▶ **CEL ĆWICZENIA**:
Podaj samą liczbę wierszy listingu, w których występuje słowo „parentheses”. Wielkość liter ma znaczenie.

▶ **WYKAZ POZYCJI**:
------------------------------------------------

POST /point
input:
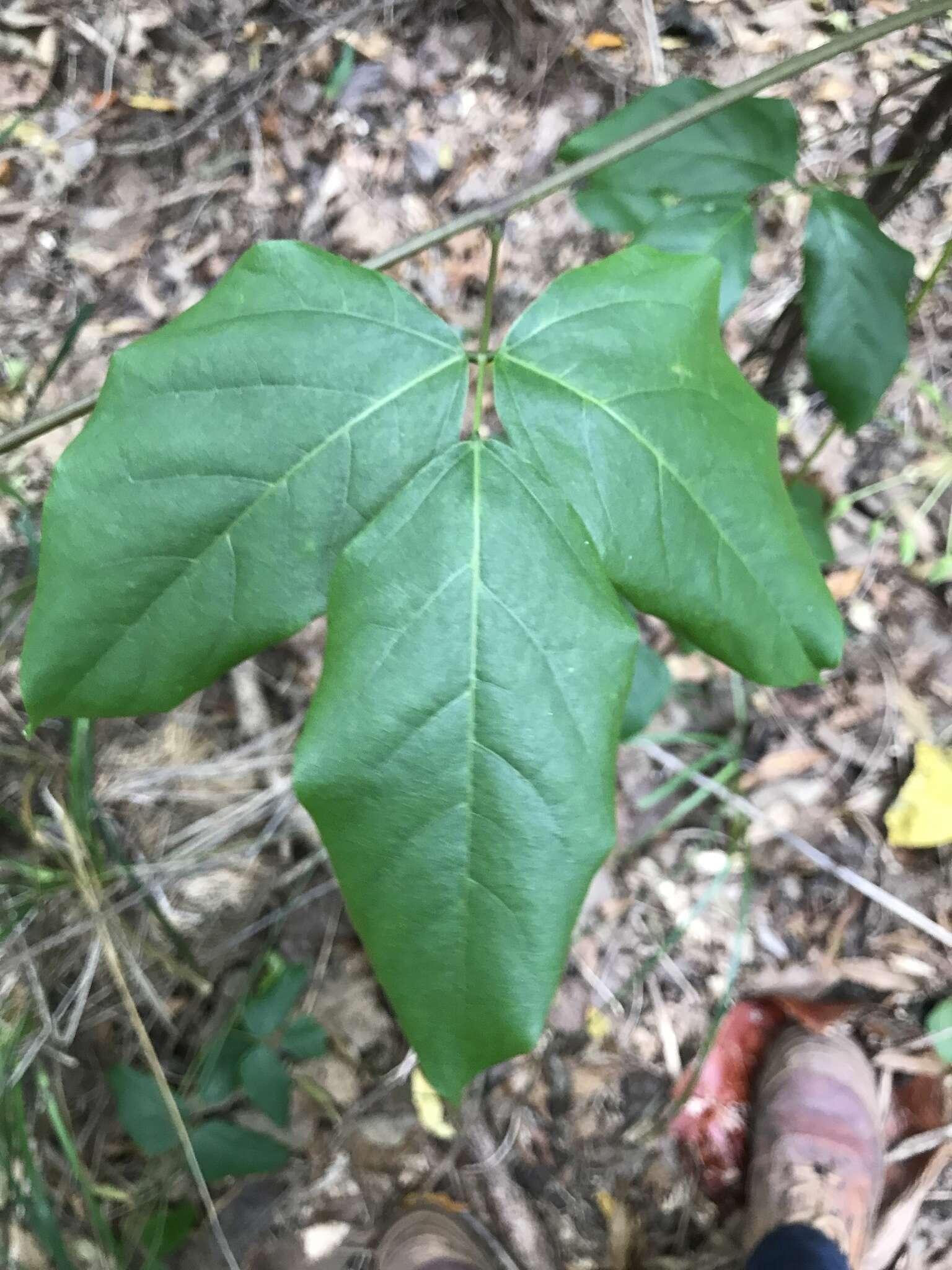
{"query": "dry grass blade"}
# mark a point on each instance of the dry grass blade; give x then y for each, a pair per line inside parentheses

------------------------------------------------

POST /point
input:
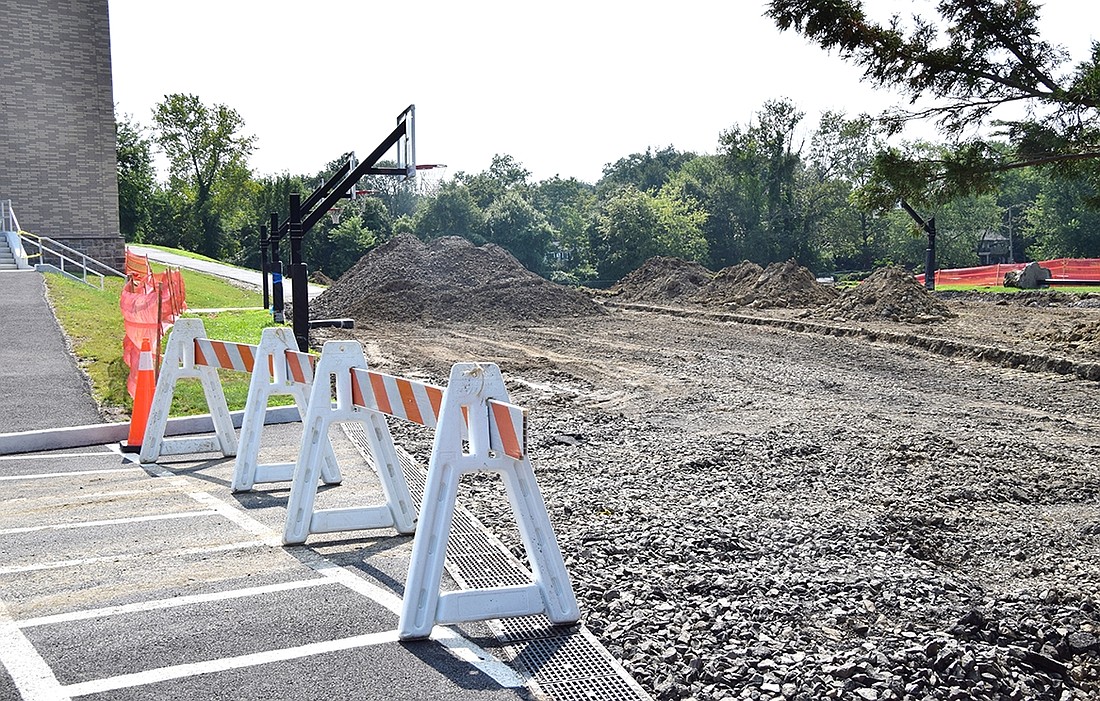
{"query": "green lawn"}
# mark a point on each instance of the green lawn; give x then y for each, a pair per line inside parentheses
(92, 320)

------------------------------------------------

▶ **ROZWIĄZANIE ĆWICZENIA**:
2